==== EXCERPT PROVIDED ====

Press Release:


July 8, 2014

CNN Puts the "Hard" Back in Harding:

Presidential Thinktank Demands Apology Over Sex Scandal

Washington, DC - In response to CNN's report that President Warren G. Harding had a torrid love affair with a German spy, a representative of the Harding Institute for Freedom and Democracy, responded today, "On behalf of the Harding Institute, I take considerable umbrage at CNN and Jake Tapert for besmirching the good name of Warren G. Harding, and I demand an apology," said Daniel Sadler, Sr. Associate Fellow for Public Affairs. "America would be better off if CNN put its considerable journalistic resources towards investigating the mysterious cause of Harding's death, rather than dredging up old rumors about his life." America's 29th President, Harding died in office, ostensibly from a bad reaction to eating shellfish, though rumors have persisted since his death that his wife Florence or others may have been involved.

CNN reported Monday on newly released "love" letters between Harding and his neighbor, Carrie Phillips, whom Tapert refers to as "a German spy". "Despite Tapert's admission that 'their public display goes against every written desire of the President' and 'defies a court order,' CNN quotes freely and selectively from those very letters," said Sadler.

==== DATASET EXTRACT ====

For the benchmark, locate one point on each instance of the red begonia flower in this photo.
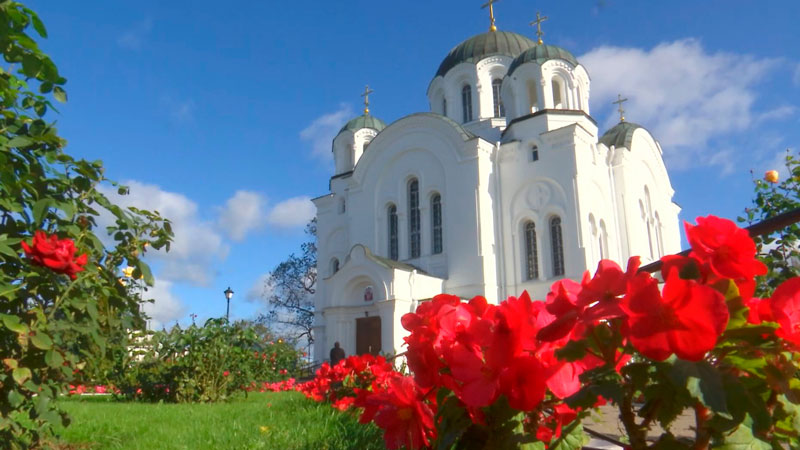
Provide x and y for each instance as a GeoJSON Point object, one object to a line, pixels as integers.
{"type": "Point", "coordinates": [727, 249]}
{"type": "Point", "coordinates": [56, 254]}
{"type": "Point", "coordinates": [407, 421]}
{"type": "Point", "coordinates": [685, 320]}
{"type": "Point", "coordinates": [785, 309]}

====
==== DATASET EXTRACT ====

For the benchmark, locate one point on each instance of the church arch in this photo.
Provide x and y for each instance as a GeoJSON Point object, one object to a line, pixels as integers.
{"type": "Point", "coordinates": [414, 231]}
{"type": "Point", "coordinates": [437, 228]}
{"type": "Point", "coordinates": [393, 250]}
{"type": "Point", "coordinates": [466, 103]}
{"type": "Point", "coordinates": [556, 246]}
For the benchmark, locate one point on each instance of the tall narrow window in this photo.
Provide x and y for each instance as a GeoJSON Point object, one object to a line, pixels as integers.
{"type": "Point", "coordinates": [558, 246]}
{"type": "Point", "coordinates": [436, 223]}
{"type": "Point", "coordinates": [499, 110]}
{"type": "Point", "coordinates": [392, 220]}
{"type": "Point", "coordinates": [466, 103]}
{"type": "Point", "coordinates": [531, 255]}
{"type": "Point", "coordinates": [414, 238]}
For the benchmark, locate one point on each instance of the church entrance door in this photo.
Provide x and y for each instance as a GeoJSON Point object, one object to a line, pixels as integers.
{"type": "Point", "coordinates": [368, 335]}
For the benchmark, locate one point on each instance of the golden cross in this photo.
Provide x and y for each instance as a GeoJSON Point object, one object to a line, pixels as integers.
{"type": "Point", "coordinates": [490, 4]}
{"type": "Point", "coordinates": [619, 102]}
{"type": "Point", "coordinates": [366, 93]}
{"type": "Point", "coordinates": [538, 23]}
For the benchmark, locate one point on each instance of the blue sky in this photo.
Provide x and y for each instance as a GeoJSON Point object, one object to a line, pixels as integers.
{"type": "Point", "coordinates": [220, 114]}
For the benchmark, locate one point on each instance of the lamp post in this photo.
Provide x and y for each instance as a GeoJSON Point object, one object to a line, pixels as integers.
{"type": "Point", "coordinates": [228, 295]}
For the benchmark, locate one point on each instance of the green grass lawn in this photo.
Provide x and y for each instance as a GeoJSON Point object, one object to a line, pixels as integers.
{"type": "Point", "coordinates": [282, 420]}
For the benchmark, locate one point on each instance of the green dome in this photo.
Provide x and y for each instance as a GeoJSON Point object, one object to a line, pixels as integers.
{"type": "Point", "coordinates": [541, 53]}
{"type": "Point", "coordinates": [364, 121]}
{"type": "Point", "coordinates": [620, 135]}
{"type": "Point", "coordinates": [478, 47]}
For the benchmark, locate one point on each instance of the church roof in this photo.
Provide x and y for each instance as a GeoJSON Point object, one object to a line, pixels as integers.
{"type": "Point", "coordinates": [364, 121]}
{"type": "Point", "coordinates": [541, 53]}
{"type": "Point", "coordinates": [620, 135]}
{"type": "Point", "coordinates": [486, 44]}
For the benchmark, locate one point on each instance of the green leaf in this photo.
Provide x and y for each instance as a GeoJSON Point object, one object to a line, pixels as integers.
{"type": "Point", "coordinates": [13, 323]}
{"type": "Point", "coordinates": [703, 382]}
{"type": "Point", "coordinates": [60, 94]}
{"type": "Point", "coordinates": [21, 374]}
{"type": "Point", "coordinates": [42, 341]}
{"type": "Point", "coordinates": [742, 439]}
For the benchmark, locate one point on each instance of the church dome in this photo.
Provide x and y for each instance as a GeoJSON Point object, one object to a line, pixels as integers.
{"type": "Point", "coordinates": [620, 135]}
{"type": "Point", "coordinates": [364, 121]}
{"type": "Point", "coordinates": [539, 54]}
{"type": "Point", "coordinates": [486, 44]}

====
==== DATASET EXTRACT ====

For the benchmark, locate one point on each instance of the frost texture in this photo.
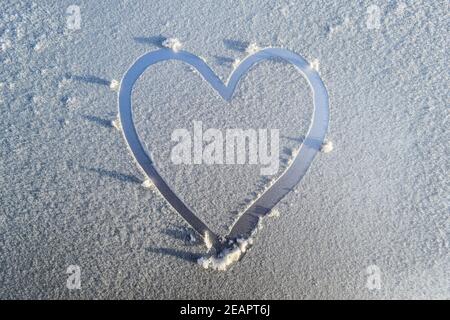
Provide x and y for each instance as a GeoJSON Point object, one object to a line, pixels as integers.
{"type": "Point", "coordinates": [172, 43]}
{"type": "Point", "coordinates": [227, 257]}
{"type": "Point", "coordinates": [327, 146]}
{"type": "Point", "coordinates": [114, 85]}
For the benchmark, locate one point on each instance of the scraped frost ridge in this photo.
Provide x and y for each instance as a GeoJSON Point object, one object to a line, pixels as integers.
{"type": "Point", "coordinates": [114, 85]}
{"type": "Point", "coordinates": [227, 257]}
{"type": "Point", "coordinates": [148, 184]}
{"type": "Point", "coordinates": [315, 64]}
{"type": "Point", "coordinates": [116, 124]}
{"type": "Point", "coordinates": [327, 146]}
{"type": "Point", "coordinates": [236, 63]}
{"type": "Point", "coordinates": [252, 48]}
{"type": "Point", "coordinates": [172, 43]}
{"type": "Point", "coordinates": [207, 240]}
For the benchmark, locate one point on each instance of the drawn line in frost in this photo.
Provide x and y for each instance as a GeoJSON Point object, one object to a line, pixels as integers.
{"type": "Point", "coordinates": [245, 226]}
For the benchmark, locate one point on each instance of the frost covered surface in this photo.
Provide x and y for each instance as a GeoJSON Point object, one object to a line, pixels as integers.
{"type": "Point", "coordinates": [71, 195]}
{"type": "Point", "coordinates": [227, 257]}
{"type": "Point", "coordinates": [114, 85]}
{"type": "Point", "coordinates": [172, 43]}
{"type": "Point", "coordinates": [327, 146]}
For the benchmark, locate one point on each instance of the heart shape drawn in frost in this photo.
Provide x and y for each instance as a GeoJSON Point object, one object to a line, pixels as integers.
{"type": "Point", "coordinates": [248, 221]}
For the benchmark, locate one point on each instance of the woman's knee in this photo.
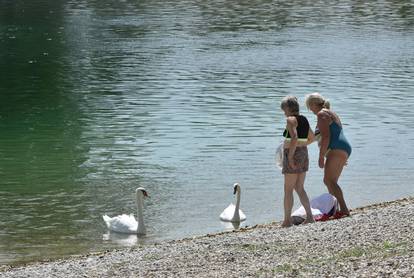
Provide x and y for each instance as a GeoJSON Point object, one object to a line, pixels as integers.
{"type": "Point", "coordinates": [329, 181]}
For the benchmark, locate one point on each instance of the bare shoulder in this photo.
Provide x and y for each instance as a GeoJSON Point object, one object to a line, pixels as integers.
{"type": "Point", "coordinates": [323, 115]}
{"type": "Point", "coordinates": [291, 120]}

====

§ THE EXERCISE:
Continue the press release on the Harding Institute's demand for an apology from CNN, starting after its final sentence.

§ RESPONSE TO THIS EXERCISE:
"It seems the bulk of the CNN story was designed as a puff piece to promote a spurious new book called 'The Harding Affair' by James D. Robenalt," added Sadler. "It's a clear conflict of interest."

"The one silver lining in this ongoing story is that at least people are talking about Warren G. Harding. And the only thing worse than journalists saying something negative about a former president is saying nothing at all," said Sadler. To that end, the Harding Institute has a sale on all mugs, t-shirts, and even undergarments, available at

"To quote from Harding's own inaugural address: 'America's present need is not heroics but healing; not nostrums but normalcy; not revolution but restoration.' And so it is now the time to restore the image of one of America's great presidents," added Sadler.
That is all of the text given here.